##### Exercise data #####
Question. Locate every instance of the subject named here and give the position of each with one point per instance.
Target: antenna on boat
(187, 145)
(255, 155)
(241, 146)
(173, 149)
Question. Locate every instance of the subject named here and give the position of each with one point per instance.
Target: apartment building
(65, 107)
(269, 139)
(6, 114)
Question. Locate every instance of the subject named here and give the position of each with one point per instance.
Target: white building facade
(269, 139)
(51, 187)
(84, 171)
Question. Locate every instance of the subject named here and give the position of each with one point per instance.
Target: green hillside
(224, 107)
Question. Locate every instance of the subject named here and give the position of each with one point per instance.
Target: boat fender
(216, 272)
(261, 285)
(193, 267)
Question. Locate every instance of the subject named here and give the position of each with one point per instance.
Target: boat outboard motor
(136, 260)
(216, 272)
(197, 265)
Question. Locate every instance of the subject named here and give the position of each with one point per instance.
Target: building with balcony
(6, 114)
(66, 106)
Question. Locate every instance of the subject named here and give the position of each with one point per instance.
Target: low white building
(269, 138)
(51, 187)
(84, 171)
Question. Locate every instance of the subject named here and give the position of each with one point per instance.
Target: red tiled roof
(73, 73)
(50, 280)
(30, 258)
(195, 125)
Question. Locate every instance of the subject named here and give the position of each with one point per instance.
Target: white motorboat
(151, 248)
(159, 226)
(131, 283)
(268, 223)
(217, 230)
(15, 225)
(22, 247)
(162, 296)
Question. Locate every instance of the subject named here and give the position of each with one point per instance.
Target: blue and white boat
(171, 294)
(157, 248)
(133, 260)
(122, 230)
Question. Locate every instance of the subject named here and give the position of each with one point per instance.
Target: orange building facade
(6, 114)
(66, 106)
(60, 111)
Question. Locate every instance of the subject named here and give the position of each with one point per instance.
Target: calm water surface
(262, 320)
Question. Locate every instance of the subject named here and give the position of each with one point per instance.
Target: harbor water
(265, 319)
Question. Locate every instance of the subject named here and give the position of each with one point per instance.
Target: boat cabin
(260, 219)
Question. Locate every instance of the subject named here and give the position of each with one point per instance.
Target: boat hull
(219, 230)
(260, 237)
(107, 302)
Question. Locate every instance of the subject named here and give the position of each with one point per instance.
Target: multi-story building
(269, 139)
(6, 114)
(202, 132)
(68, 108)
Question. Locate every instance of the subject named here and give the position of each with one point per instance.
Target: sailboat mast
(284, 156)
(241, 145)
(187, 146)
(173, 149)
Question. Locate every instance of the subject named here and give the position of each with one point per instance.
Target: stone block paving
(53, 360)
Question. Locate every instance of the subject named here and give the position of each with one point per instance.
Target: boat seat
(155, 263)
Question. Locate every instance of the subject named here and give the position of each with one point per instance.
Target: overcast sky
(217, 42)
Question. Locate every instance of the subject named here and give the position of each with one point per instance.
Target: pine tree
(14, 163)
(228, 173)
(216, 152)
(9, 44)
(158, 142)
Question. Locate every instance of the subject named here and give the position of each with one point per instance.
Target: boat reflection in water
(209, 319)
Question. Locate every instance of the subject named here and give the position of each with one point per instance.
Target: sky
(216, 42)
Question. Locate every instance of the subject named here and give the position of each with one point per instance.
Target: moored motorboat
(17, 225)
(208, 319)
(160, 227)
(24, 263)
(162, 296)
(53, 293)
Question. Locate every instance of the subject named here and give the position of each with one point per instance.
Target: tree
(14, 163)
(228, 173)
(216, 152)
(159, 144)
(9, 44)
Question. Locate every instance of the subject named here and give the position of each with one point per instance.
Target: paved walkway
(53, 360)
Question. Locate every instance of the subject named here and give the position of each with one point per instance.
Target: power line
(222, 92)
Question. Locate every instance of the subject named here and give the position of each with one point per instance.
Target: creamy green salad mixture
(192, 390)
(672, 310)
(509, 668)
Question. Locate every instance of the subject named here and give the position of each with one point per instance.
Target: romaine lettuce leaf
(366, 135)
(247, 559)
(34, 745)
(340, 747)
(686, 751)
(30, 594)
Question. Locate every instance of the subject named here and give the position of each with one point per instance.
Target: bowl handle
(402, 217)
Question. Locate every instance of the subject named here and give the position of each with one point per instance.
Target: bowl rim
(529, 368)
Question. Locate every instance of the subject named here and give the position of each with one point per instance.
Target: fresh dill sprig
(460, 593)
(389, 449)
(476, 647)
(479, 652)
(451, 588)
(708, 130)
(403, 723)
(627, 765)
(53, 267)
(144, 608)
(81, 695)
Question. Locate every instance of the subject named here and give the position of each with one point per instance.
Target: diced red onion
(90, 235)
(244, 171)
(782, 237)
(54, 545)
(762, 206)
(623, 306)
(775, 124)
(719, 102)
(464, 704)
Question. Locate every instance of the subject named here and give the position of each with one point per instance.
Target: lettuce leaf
#####
Exercise
Every entry in the listing must be retyped exactly.

Solution to this exercise
Question. Locate every instance of the subject named here and give the position of each with one point per instance.
Target: antenna on boat
(187, 145)
(255, 155)
(241, 146)
(173, 149)
Question. Locate every instance of the subject named here and give the position of each with one point per instance.
Target: apartment building
(65, 107)
(269, 139)
(6, 114)
Question. Locate every instance of the subject named here and give the position of each with one point per instance.
Target: white building facade
(269, 139)
(51, 187)
(84, 171)
Question. Locate every instance of the subject named here and give the position of each with one point per instance.
Target: green hillside
(224, 107)
Question. Locate every instance of the subject named here and give the position of each with one point per instance.
Target: boat fender
(216, 272)
(261, 285)
(193, 267)
Question. Locate every instance of the subject named here and give the position of each with one point per instance.
Target: boat outboard motor
(136, 260)
(216, 272)
(197, 265)
Question. Locate every instance of the subject named here and give the position of each with one point per instance.
Target: building with balcony
(6, 114)
(66, 106)
Question. Locate every instance of the subject named here and give the position of each with one point per instance.
Target: low white building
(269, 138)
(51, 187)
(84, 171)
Question. Locate every instance of the subject named here and give the position of each with one point per instance.
Target: red tiled roof
(73, 73)
(50, 280)
(30, 258)
(195, 125)
Question. Locate every instance of the subject named here and give the position of each with one point per instance.
Target: white motorboat
(151, 248)
(159, 226)
(131, 283)
(268, 223)
(217, 230)
(15, 225)
(22, 247)
(162, 296)
Question. Locate every instance of the subject named here and give the position of each with one point per instance.
Target: blue and white boat
(171, 294)
(157, 248)
(133, 260)
(122, 230)
Question. Locate every instance of the subject named here and give the position of each with one point per instance.
Target: orange building facade
(6, 114)
(66, 106)
(60, 111)
Question. Locate every instance of the subject named here and give the position of each with one point per instance.
Target: calm water surface
(262, 320)
Question. Locate every instance of the subject named here and give the position of each with one point per instance.
Target: harbor water
(265, 319)
Question. Locate every instance of the subject named here and give the position of each with one point per instance.
Target: boat cabin
(260, 219)
Question. Locate every instance of the subject named here and give the position of each with one point per instance.
Target: boat hull
(219, 230)
(260, 237)
(107, 302)
Question. Locate every instance of the subject named here and give the position of each with one point per instance.
Target: multi-story building
(269, 139)
(6, 114)
(202, 132)
(68, 108)
Question. Locate every instance of the subject named here and give the position of each with one point per instance.
Target: sailboat mast
(284, 156)
(241, 145)
(187, 146)
(173, 149)
Question. Locate every instance of the subject named here and give the position of each with one point per instance.
Target: stone block paving
(53, 360)
Question. Locate every instance of the subject named here and give the position of each with one point per instance.
Target: boat seat
(155, 263)
Question. Locate every instance of the subject named here and give the position of each with one point per instance.
Target: overcast sky
(217, 42)
Question. Locate every instance of the subject named here and give the position of each with one point per instance.
Target: pine tree
(14, 163)
(228, 173)
(216, 152)
(9, 44)
(158, 142)
Question. Locate every instance of the subject named here and give the position of each with one point per instance.
Target: boat reflection in water
(209, 319)
Question. Locate every instance of the subject named here and give the position of each with one point per instance.
Target: sky
(216, 42)
Question. Locate every instance of the subject named here and give the position of each with one point per instance.
Target: moored motorboat
(17, 225)
(208, 319)
(160, 227)
(24, 263)
(162, 296)
(53, 293)
Question. Locate every instance of the subject named here and give the position of each with one point per instance.
Target: tree
(14, 163)
(228, 173)
(216, 152)
(159, 144)
(9, 44)
Question. Locate every instance of the subject named here and give the position of each with one point per instance.
Target: paved walkway
(53, 360)
Question. Locate every instance of the subject named here and give the position of each with one point per instance.
Target: power line
(222, 92)
Question. Locate every instance of the subject named here and give the position of each with one point per instance.
Target: creamy green salad mixture
(192, 390)
(672, 310)
(509, 668)
Question. Locate every instance of the subject named here and give the position of each with one point per instance.
Target: romaine lettuce leaf
(366, 135)
(247, 559)
(34, 745)
(340, 747)
(686, 751)
(30, 594)
Question. Locate every instance of the subject named here and give the position of each with one point per instance.
Target: bowl handle
(402, 217)
Question. Locate every instance of the subject named here and give the position of each with one point per instance.
Target: bowl rim
(529, 368)
Question. Locate every instance of the subject named here and give the position of each with one point per instance.
Target: fresh dill sprig
(460, 593)
(389, 449)
(476, 647)
(479, 652)
(451, 588)
(708, 130)
(403, 723)
(627, 765)
(53, 267)
(144, 608)
(81, 695)
Question. Locate every instance of the subject named here and give the position of each with one point per instance.
Target: diced red onion
(90, 235)
(244, 171)
(782, 237)
(54, 545)
(762, 206)
(623, 306)
(775, 124)
(719, 102)
(464, 704)
Question. Locate every instance of the subject named here and give the position of each with one point per instance.
Target: lettuce leaf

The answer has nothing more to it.